ТЕКСТ
========================================================================

Столь полезные для советского общества рассматриваемого периода качества – осторожность и лояльность – умный русский интеллигент и аристократ А.Тарковский проявлял всю свою жизнь. Встреча его, творческая и человеческая, с юношей Дж. Яндиевым, поэтом от Бога, безусловно, повлияла на последнего, выкристаллизовав в его сознании возможно единственную пристойную формулу физического и творческого выживания в «сталинской ночи». А именно: держаться не против течения, не по течению, а вне каких-либо течений. Будучи феерическим «художественно-эстетическим снарядом», которым «выстрелила» ингушская речь в XX веке, Дж.Яндиев, как представляется, и продержался внутри своих драматически-напряженных размышлений о мире, отчеканенных в метафорических образах и глубоких философских смыслах, в сталинском (и после) экстриме, не убившись раньше отпущенного небесами срока, именно благодаря этой формуле-талисману.

Осторожность Тарковского по-видимому была связана с его личной биографией, в которой имелось и аристократическое происхождение, расстрелянный старший брат, и нерасстрелянный чудом в Елизаветграде отец (спас звонок Ленина, знавшего его лично). А также какая-то не совсем земная (несоветская уж точно) породистая внешность очень красивого мужчины.

Физическая породистость Дж.Яндиева, скульптурно отточенная, и позволила Тарковскому сравнить его с орлом. Который царственно и одиноко высоко парит над всеми и всем, зорко взирая со своей высоты. Но – молча. За тарковской метафорой стояло провидческое понимание ценностной сути, а также будущей судьбы. Яндиеву предстояло после годы и годы молча и несуетно нести (будучи крепким в своей моральной правоте) высокое бремя поэта, истинного художника. Для которого только стихи, только поэтическое слово – единственная потребность и возможность выживания, спасения от кошмара. И он действительно без шума и крика стойко нес это бремя: на гребне ли короткой славы государственного поэта, в экзистенциальной бездне депортационного изгойства, в каждодневной казенщине «советской жизни».

В самый разгар «сталинского рая» Тарковский разглядел в смуглолицем ингушском «орле» потенциал стоика, судьбой обреченного на бесшумное (негероическое, непафосное) сопротивление всему, что не есть подлинная жизнь.

========================================================================

ИСХОДНЫЙ МАТЕРИАЛ

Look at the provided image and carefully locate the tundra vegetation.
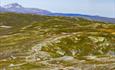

========================================================================

ПИСЬМЕННАЯ ЗАДАЧА 1
Что, согласно тексту о Тарковском и Яндиеве, спасло отца Тарковского от расстрела в Елизаветграде?
ПИСЬМЕННАЯ ЗАДАЧА 2
Напишите продолжение текста о Тарковском и Яндиеве, начиная сразу после его последнего предложения.

ОЖИДАЕМЫЙ РЕЗУЛЬТАТ 1
Звонок Ленина, который знал его лично.

ОЖИДАЕМЫЙ РЕЗУЛЬТАТ 2
«Соловьиный голос», мелос «ингушского Есенина» продуцировался гортанным горским артикуляционным аппаратом с такой интенсивностью, что его тембр и модуляции способствовали пониманию ингушских слов и метафор и у не знающих ингушского языка. Метафорическая и фразеологическая переизбыточность действительно иногда затмевали, «затуманивали» темы стихов, но сила и энергия правды (прежде всего эстетической) были таковы, что он уже на раннем этапе выламывался из общего национального ряда и масштаба. И действительно, как орел, воспарил в большой поэтический космос. Зрелые и самые поздние произведения Дж.Яндиева читают и понимают[8] (а главное – верят им) люди из совершенно иных культур, поколений и этнолингвистических традиций.

Очень рано уйдя от трескучего пафоса, он приникал к жизни, ее потоку в самых точных и простых выражениях и образах, идущих из национального фольклора, придавая своим произведениям исповедальную форму. Короткие, чеканные исповеди Яндиева апеллировали к каждому человеку, которого он видел равным себе (не выше и не ниже). Равенство с каждым на ментальном уровне определяло обилие личных местоимений (прямых и косвенных) в каждом стихе. И это в эпоху абсолютной социальной стадности, синхронного существования «масс»!

Высокое качество его личности понял и принял другой выдающийся переводчик поэзии Дж.Яндиева – Семен Липкин, «двойник по литературной судьбе» А.А.Тарковского. В одном из коротких рабочих писем осенью 1965 года Липкин писал «дорогому Джемалдину»: «Посылаю Вам переводы четырех Ваших стихотворений[9]. Работал я с большим удовольствием, ведь Ваша поэзия – настоящая, человеческая, а не манекенная»[10].

Человечность шла из драматического понимания жизни как испытания, страдания, которое нужно достойно выдержать; абсолютного приятия мира как Божьего творения. Возможно именно это печальное знание и помогло ему не ожесточиться и не озлобиться, не уйти в различные общественно-политические игрища, а подняться на свою «орлиную» высоту, на которую он смог подняться.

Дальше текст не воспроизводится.